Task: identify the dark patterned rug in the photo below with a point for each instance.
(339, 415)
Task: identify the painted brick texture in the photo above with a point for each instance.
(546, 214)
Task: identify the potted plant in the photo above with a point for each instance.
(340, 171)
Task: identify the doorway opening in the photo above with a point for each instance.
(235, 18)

________________________________________

TASK ITEM.
Write out only those lines that fall between the one containing "Task: identify the potted" and the end of the entries, the first and last included, exactly as they read.

EXERCISE ANSWER.
Task: identify the potted plant in the photo above with a point for each instance.
(340, 171)
Task: identify the doorway opening in the photo above with a point for each instance.
(235, 18)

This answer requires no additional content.